* [Problem requirements]:
Retype all of the records below word for word, keeping every line unchanged.

Records from a pointing dataset
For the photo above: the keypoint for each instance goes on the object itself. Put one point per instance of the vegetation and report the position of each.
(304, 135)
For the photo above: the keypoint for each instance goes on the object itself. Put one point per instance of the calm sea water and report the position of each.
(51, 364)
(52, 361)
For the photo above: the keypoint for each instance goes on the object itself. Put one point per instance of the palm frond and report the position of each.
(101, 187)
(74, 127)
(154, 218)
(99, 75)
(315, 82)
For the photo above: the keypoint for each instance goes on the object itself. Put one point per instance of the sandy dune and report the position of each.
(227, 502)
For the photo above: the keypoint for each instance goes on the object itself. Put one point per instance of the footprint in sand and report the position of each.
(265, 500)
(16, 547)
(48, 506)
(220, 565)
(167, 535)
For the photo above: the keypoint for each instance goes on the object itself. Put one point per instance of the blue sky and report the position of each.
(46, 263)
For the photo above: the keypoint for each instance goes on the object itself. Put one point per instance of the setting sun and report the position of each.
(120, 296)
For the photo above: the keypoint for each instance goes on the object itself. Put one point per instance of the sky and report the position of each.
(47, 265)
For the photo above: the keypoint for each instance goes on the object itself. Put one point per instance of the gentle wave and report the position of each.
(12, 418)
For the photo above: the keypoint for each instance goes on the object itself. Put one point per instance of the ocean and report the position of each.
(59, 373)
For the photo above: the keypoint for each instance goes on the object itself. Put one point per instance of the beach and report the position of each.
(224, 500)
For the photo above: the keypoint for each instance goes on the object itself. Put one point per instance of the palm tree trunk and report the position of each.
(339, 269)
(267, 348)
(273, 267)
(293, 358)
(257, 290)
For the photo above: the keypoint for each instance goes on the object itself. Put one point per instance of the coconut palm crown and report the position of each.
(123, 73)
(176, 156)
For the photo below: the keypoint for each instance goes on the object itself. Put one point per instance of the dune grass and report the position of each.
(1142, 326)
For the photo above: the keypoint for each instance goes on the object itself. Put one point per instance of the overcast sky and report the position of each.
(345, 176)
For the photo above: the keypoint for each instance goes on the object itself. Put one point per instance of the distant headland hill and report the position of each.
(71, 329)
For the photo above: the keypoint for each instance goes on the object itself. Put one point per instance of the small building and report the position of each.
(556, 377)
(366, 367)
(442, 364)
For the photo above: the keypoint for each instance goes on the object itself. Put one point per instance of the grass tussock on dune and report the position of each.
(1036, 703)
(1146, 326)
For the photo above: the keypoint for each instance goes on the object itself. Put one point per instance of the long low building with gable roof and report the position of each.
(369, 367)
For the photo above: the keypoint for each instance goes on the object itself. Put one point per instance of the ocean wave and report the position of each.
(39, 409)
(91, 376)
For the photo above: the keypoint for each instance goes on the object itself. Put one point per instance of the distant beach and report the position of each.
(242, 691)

* [Completed exercise]:
For the photo above: the keypoint for each instance goes on the object itself. Put one point per instance of the vegetation and report the position of each.
(304, 135)
For the photo above: the keypoint for each instance goes on the object itself. Put one point per instance of the calm sea water and report the position of each.
(51, 364)
(52, 361)
For the photo above: the keypoint for each instance goes on the object itself. Put one point per instance of the palm frond and report the position of each.
(101, 187)
(74, 127)
(154, 218)
(99, 75)
(315, 82)
For the photo above: the keypoint for each instance goes on the object itself. Put one point per instance of the sandy dune and report the position of each.
(227, 502)
For the photo above: the keypoint for each instance goes on the object itself. Put one point per instance of the footprint in sand and report the position of each.
(265, 500)
(16, 547)
(48, 506)
(220, 565)
(167, 535)
For the photo above: the keypoint for each instance goes on the object itself. Put one point per instance of the blue sky and report the position of each.
(46, 263)
For the photo above: the keypoint for each instance goes on the object itself. Put one point per instance of the setting sun and report the position of each.
(120, 296)
For the photo above: the keypoint for each instance goes on the object itself. Put one point per instance of the sky and report the position of each.
(47, 265)
For the photo above: the keypoint for each instance goes on the object itself. Put one point per instance of the gentle wave and report the position of each.
(12, 418)
For the photo above: the keypoint for each instance goes on the object itself. Put one point per instance of the ocean and report the position of each.
(59, 373)
For the photo above: the keypoint for each instance goes on the object itself. Put one point per instance of the beach and report the position of each.
(224, 500)
For the photo above: the keypoint for each instance goes on the object itself. Put one point per instance of the palm tree trunk and report the position of each.
(339, 269)
(267, 348)
(273, 267)
(293, 358)
(257, 290)
For the photo above: the keypoint for each instance goes on the object itself. Put one point per instance of the coconut palm crown and report the position of each.
(123, 73)
(176, 156)
For the photo below: the keypoint for each instance goes on the object itself. Put one point per instance of the dune grass and report the position of each.
(1142, 326)
For the photo above: the keypoint for each instance goes on the object itself. Put one point per instance of the overcast sky and report the position of each.
(345, 176)
For the photo above: the keypoint for each instance goes on the object itself. Put one point per instance of the distant headland hill and report the position of each.
(71, 329)
For the photo above: the keypoint for each instance goes on the object itself. Put one point per instance of the small building and report the position of each.
(556, 377)
(366, 367)
(442, 364)
For the photo above: the keypoint for each instance goes on the object itself. Put one point per instance of the grass tussock on dune and report the position of each.
(1036, 703)
(1146, 326)
For the photo above: the keypoint for each instance goes on the object itself. Put one point per instance of the long low building with gable roof and report the position of each.
(369, 367)
For the photo above: the keypoint for each instance goes on the object itself. Put one point per instance of the ocean wave and report the position of each.
(39, 409)
(91, 376)
For the photo above: the keypoint for each instance goes on the object itself. Put one point per instance of the distant beach and report the position of each.
(242, 691)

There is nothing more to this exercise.